-- start Source data --

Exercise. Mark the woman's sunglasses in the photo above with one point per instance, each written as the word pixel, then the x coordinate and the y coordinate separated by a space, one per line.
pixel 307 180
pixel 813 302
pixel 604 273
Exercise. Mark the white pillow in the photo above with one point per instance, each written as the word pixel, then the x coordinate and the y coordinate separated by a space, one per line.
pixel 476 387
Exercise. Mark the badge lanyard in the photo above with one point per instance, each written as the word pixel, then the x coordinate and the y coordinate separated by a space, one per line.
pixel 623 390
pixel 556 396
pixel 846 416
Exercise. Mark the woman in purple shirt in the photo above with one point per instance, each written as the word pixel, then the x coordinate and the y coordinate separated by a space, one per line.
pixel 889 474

-- end Source data --
-- start Source data --

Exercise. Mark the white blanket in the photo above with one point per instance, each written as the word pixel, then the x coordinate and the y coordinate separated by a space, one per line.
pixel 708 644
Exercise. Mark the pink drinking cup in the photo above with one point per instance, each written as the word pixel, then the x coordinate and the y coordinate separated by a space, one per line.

-- end Source data --

Format everything in the data from the line containing "Exercise. Mark the white pillow" down to and including the line containing "pixel 889 474" as a Markdown table with the columns Row and Text, giving each line a row number and leaving out blank lines.

#### [Task output]
| Row | Text |
|---|---|
| 1 | Exercise. Mark the white pillow in the photo above with one point per instance, each written as the word pixel, then the x coordinate and the y coordinate separated by a space, one per line. |
| 2 | pixel 476 387 |
| 3 | Exercise. Mark the badge lanyard in the photo above with one point per instance, each written as the word pixel, then the x coordinate and the y coordinate separated by a space, one per line. |
| 4 | pixel 623 390 |
| 5 | pixel 556 396 |
| 6 | pixel 846 416 |
| 7 | Exercise. Mark the woman in purple shirt in the photo above with one point per instance, each written as the word pixel, then the x coordinate and the y coordinate separated by a space, one per line. |
| 8 | pixel 889 474 |